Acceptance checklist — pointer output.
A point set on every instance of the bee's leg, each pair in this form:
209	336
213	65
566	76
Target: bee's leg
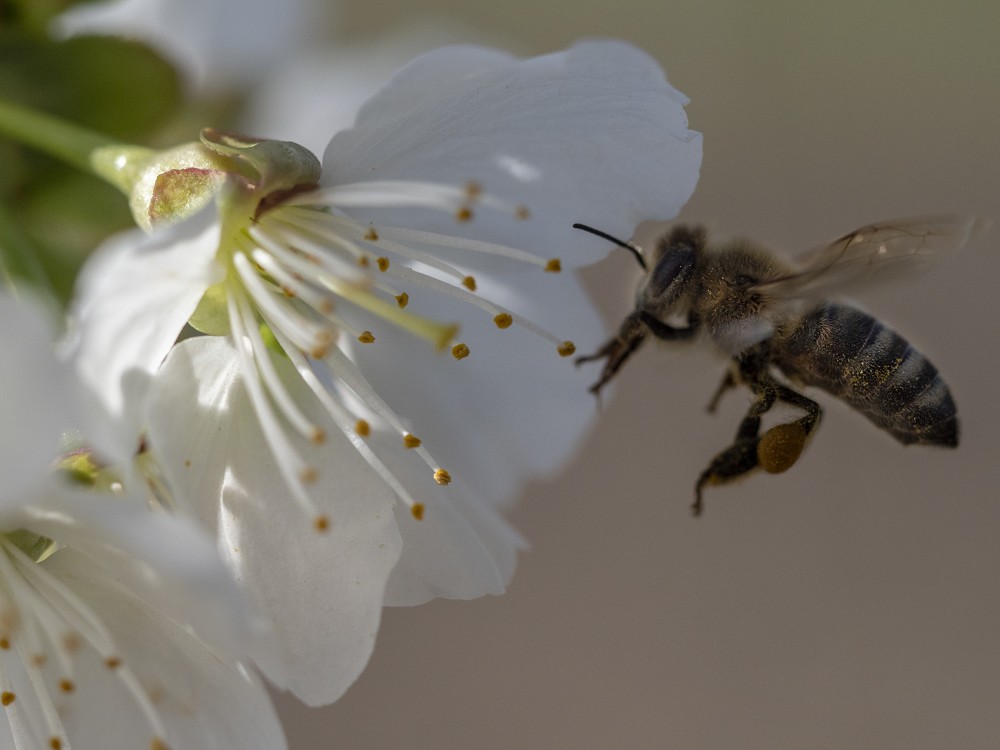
742	456
666	331
617	350
780	447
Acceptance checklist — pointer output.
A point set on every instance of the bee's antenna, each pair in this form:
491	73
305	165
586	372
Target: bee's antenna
631	248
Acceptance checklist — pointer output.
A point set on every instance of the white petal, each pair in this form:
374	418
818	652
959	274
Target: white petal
170	562
205	699
35	406
133	297
323	592
594	134
513	409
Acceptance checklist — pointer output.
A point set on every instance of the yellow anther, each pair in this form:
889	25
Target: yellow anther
503	320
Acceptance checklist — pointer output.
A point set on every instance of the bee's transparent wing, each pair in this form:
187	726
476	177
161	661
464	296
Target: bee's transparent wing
874	253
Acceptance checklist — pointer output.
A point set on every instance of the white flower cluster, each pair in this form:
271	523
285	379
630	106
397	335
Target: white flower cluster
311	395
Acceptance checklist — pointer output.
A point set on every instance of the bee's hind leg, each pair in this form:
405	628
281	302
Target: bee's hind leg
742	456
780	447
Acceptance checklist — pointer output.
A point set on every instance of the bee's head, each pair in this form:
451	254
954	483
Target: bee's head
674	261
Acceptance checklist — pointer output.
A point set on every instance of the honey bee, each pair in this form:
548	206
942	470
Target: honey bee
772	319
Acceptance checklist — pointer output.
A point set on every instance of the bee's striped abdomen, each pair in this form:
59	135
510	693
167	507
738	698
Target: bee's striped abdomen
871	367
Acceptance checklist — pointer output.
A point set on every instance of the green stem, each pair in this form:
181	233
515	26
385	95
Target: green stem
70	143
85	149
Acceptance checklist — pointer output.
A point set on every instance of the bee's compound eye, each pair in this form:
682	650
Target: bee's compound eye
780	447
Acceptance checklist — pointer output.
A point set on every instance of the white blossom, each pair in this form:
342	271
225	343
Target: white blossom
119	627
384	337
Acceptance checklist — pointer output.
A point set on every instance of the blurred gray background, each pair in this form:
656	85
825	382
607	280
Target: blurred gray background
851	603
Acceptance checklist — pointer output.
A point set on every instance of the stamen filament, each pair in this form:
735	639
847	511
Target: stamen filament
291	466
307	334
272	382
462	243
345	422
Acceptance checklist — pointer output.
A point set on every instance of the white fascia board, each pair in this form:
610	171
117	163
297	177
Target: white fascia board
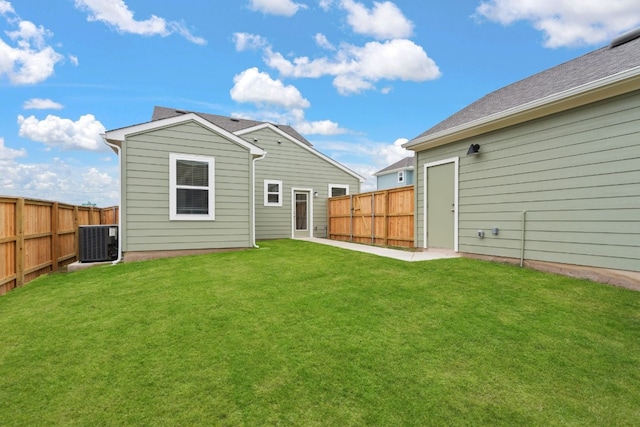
121	134
607	87
301	144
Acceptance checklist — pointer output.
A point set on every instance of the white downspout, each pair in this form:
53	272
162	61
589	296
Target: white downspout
253	194
117	148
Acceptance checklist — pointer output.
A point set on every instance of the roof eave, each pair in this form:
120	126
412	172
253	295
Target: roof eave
614	85
118	136
301	144
390	171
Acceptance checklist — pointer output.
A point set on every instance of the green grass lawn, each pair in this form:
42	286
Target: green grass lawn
297	333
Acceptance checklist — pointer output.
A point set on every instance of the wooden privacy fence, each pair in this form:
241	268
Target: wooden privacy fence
39	237
382	218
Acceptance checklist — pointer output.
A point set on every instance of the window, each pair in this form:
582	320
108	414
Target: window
272	193
336	190
191	186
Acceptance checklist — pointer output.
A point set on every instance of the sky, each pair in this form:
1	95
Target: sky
357	78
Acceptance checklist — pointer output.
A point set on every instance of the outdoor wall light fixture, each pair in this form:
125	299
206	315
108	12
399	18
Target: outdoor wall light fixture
473	149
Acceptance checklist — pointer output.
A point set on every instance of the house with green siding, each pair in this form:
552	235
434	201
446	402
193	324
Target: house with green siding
194	182
544	172
398	174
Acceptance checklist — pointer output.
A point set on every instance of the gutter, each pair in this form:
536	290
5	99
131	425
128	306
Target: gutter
117	149
253	195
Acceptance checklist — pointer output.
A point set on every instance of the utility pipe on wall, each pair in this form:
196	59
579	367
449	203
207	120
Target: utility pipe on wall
253	196
119	154
524	217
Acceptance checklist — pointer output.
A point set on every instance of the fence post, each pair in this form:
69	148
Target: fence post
76	230
55	240
386	218
351	217
373	218
19	242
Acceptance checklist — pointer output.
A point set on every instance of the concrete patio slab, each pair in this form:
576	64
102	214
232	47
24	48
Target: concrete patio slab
409	256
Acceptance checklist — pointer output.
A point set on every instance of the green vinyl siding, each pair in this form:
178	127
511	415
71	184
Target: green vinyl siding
299	168
576	174
145	184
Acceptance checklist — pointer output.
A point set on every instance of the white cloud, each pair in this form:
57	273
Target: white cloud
7	153
31	60
384	21
41	104
358	68
566	22
5	7
365	157
117	14
247	41
83	134
60	181
325	4
394	152
276	7
319	127
259	88
323	42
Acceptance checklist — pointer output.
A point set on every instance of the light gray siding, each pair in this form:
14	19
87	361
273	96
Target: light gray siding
391	180
577	176
296	167
145	184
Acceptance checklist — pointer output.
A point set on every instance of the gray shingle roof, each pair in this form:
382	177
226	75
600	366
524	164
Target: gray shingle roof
588	68
229	124
405	163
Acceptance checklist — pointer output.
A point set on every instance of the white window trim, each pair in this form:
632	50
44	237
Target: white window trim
332	186
266	194
173	199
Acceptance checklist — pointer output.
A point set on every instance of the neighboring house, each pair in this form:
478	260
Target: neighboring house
556	178
398	174
200	182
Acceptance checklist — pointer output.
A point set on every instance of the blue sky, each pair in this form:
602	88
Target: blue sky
356	77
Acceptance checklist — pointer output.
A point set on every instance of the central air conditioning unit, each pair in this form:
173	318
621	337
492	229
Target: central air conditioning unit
98	243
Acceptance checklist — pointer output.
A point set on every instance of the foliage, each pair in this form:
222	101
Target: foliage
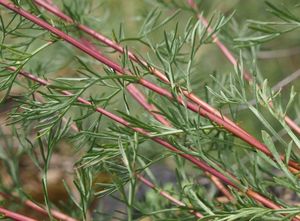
140	122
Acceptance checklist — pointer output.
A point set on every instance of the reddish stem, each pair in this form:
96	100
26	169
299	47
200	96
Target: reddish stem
96	35
202	165
56	214
233	61
204	109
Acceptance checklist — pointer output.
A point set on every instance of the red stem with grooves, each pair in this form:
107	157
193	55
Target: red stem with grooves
243	135
202	165
96	35
233	61
204	109
196	161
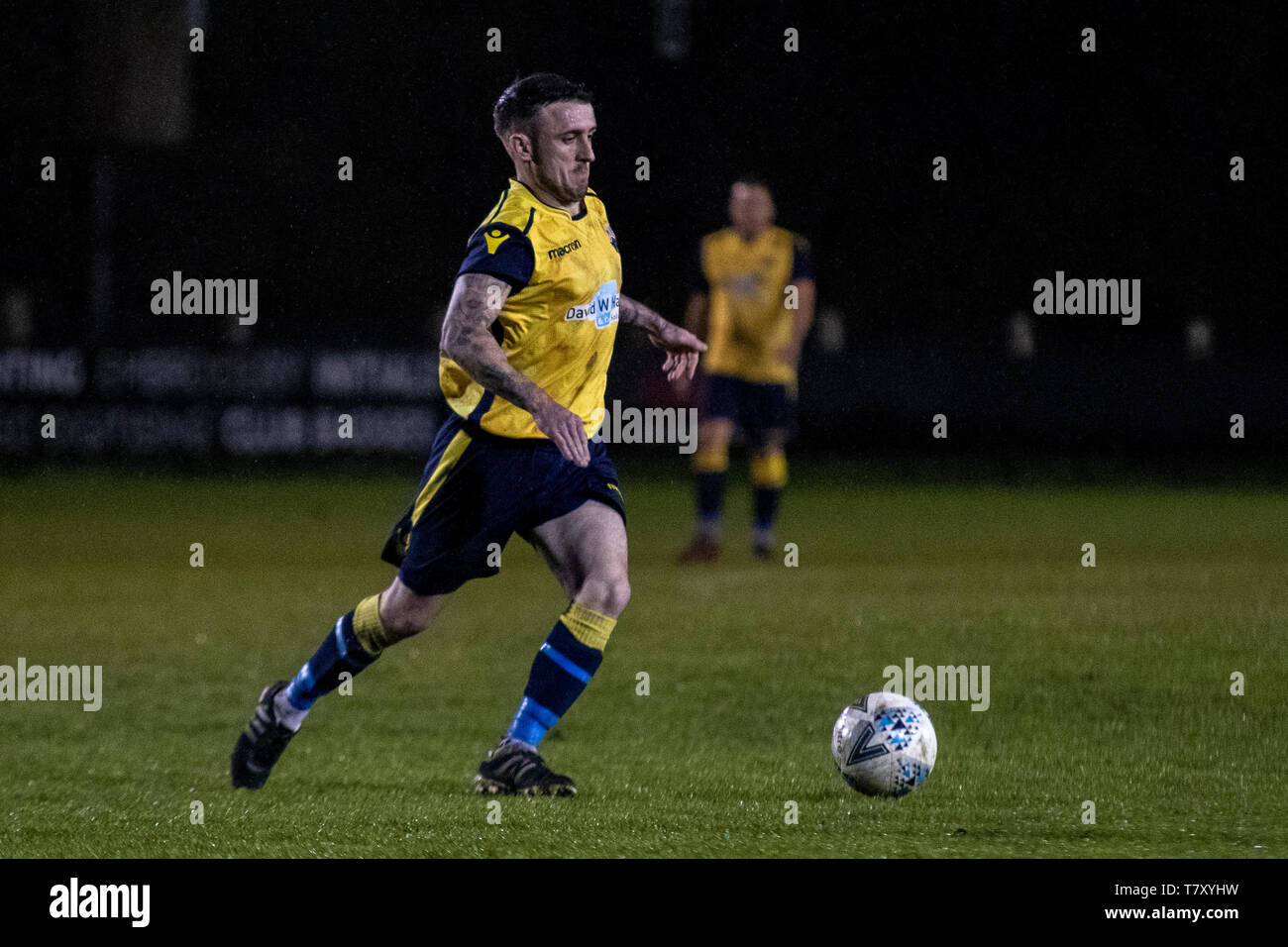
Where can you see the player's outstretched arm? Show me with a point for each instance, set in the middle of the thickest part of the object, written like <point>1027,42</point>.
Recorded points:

+ + +

> _Aim_
Rewrite the lines from the one containing "Where can you" through the end of the items, replacing "outstretched arm" with "raised arm" and leaving everything else unchanged.

> _The reply_
Where can you see the player's raised arm? Show me with a point for each instance, set in the middle of the thickest part of the object, written like <point>1027,42</point>.
Recorded points:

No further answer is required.